WRITTEN PROBLEM:
Continue the Edge TPU byte-decomposition text below, starting right after its last line.

PASSAGE:
★ ★ ★
DeepLabV3's Edge TPU output is a 33x33x256 feature map. The original TFLite model has 8 additional CPU ops (CONV_2D, RESIZE_BILINEAR, CONCATENATION, ARG_MAX) that upsample and decode the segmentation — these must be reimplemented in Python/NumPy.
Both models are fully mapped to the Edge TPU for their edgetpu-custom-op portion. No partial mapping issues.

20. Higher-Precision Arithmetic via Byte Decomposition

The Problem

The Edge TPU only performs int8 × int8 multiply-accumulate. Many robotics and signal processing applications need 16-bit or higher precision. Can we achieve exact higher-precision results using only 8-bit operations?

The Solution: Byte Decomposition

Any 16-bit integer can be split into two 8-bit halves:

x = x_high × 256 + x_low

where x_high and x_low are both uint8 (0–255).

For matrices A and B with 16-bit entries, the product C = A × B decomposes as:

A = A_h × 256 + A_l
B = B_h × 256 + B_l

C = A × B
  = (A_h × B_h) × 65536  +  (A_h × B_l) × 256  +  (A_l × B_h) × 256  +  (A_l × B_l)
  = (C_hh << 16)  +  ((C_hl + C_lh) << 8)  +  C_ll

This requires 4 uint8 matrix multiplies on the Edge TPU, then a trivial combination (shifts + additions) on the host CPU. The result is mathematically exact — no approximation.

Generalization to N-Byte Precision

Target Precision	Bytes per Value	Edge TPU Matmuls	Host Post-Processing
8-bit	1	1	None
16-bit	2	4	3 additions + shifts
24-bit	3	9	8 additions + shifts
32-bit	4	16	15 additions + shifts

The pattern is N² matmuls for N-byte precision. Each additional byte of precision costs quadratically more compute.

Why It Works on the Edge TPU

Int32 accumulation: The MAC array accumulates int8 × int8 products into int32 sum registers internally. For an N×N matrix multiply, each output element is a sum of N products of int8 × int8 (max 127 × 127 = 16,129 per product). With N up to ~2,896 (8 MB cache limit), the accumulated sum fits well within int32 range (max ~47M vs int32 max ~2.1B).
Weight swapping: Using the partial loading capability (Section 18), the same compiled Dense(N→M) model can be reused for all 4 matmuls — just swap between W_h and W_l weights via tag=2 USB packets. No recompilation needed.
Input splitting: The input vector is also split into x_h and x_l, sent as two different input activations (tag=1) across the 4 inferences.

Implementation

import numpy as np

# --- Setup (once) ---
# Split 16-bit weight matrix W into byte halves
W_h = (W >> 8).astype(np.uint8)    # high bytes
W_l = (W & 0xFF).astype(np.uint8)  # low bytes
# Compile ONE Dense(N→M) model, or two (one per weight half)

# --- Per inference ---
# Split 16-bit input x into byte halves
x_h = (x >> 8).astype(np.uint8)
x_l = (x & 0xFF).astype(np.uint8)
★ ★ ★
ENTRIES SUPPLIED:
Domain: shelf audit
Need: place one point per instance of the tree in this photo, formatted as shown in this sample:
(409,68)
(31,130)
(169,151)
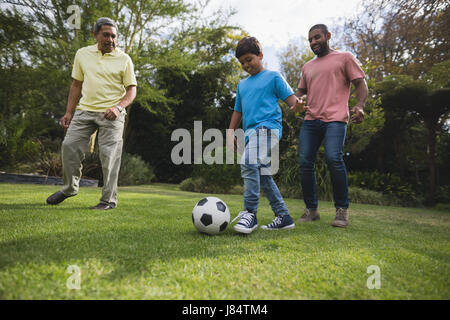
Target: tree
(416,97)
(400,37)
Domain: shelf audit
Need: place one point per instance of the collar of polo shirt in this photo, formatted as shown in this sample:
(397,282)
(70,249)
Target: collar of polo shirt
(94,48)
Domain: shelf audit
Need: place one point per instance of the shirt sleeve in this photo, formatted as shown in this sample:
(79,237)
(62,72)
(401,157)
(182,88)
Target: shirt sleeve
(282,89)
(302,83)
(77,71)
(353,68)
(129,78)
(237,104)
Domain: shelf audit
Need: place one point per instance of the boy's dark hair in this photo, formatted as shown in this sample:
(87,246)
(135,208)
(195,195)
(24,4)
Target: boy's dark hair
(248,45)
(322,27)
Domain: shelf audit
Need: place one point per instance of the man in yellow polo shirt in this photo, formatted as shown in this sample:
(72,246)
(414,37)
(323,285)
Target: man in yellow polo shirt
(103,85)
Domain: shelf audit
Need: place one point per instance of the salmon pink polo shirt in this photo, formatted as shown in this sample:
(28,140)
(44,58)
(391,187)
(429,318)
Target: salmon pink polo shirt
(327,82)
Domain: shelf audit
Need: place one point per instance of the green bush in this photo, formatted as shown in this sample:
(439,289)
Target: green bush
(443,194)
(134,171)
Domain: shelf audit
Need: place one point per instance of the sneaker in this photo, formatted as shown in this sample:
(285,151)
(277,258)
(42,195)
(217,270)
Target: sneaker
(341,219)
(309,215)
(280,222)
(102,206)
(56,198)
(247,222)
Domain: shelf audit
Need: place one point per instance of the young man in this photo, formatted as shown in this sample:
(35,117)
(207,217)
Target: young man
(103,85)
(257,105)
(326,80)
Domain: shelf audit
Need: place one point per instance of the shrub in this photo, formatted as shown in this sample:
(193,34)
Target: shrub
(443,194)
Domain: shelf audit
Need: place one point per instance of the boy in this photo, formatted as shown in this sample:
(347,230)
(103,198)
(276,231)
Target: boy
(257,105)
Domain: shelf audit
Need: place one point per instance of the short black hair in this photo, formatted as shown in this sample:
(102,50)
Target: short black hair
(104,22)
(320,26)
(248,45)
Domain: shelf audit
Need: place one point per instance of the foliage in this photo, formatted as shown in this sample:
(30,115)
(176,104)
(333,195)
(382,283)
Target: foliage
(381,34)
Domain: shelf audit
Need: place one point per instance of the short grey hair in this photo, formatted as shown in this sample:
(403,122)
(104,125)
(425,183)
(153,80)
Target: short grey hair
(104,22)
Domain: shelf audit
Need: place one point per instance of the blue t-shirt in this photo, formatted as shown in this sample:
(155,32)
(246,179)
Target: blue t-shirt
(257,99)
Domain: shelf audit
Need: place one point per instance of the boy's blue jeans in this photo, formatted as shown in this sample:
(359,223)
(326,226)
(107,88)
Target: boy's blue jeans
(255,171)
(312,133)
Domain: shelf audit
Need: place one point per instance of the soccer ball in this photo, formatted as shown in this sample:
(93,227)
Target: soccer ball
(211,215)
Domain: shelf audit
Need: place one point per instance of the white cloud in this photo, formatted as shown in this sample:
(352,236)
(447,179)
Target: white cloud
(275,23)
★ ★ ★
RESULT FOR THIS EXERCISE:
# Run 4 inferences on Edge TPU (reuse same instructions, swap weights):
C_hh = edgetpu_inference(x_h, weights=W_h)  # A_h × B_h
C_hl = edgetpu_inference(x_h, weights=W_l)  # A_h × B_l
C_lh = edgetpu_inference(x_l, weights=W_h)  # A_l × B_h
C_ll = edgetpu_inference(x_l, weights=W_l)  # A_l × B_l

# Combine on host CPU (exact 32-bit result):
C = (C_hh << 16) + (C_hl << 8) + (C_lh << 8) + C_ll

Signed Values

For signed 16-bit values (-32768 to +32767):

Option A: Convert to unsigned by adding 32768 before splitting, compute, subtract the bias from the result
Option B: Treat the high byte as signed int8 and the low byte as unsigned uint8. The math works out with a sign correction term on the high-high product

Performance Estimate

For a 2048×2048 matrix (fits in 8 MB cache):

Single 8-bit matmul: ~1 ms on Edge TPU (compute-bound, cached)
16-bit via 4 matmuls: ~4 ms + weight swap overhead (~1 ms per swap via USB) ≈ 7–8 ms total
CPU 16-bit matmul (2048×2048): ~50–200 ms on a typical ARM Cortex-A CPU
Speedup: ~10–25× faster than CPU, at 2W power

Implications

This technique means the Edge TPU's int8 limitation is not a hard precision wall — it's a throughput tradeoff. Any precision is achievable at the cost of N² more matmuls. For many robotics applications (Kalman filters, coordinate transforms, control), 16-bit precision is sufficient, and 4× the compute on a 4 TOPS engine still vastly outperforms a CPU.

Combined with on-the-fly weight swapping (Section 18), this becomes practical: compile once, cache instructions, and cycle through the byte-decomposed weight halves at runtime.

21. Implications for Custom Computation

What This Means for Non-ML Edge TPU Usage

The coral/ approach (TF → TFLite → edgetpu_compiler) works today for any algorithm expressible as TensorFlow tensor operations. The FFT example proves this.
The edgetpuxray approach is viable for simple operations — scalar-only programs work, and the output path is fully understood. Custom programs can be written with mins() and executed via simple.py.
For vector/tensor operations, the compiler is still needed because the vector pipeline configuration (v_cmd, v_offset, unk_3, etc.) is not sufficiently decoded to generate from scratch.
Hybrid approach possible: Use the compiler to generate a template program for a known operation, then modify specific instructions (especially at 0x6B0) and weights to change the computation, then use simple.py to execute.
The quantization insight is powerful: Since the Edge TPU is just an int8 MAC engine, and the actual operation is determined by weights + host-side dequantization, you can potentially implement arbitrary linear transforms by:
- Using a matrix multiply model (Dense layer)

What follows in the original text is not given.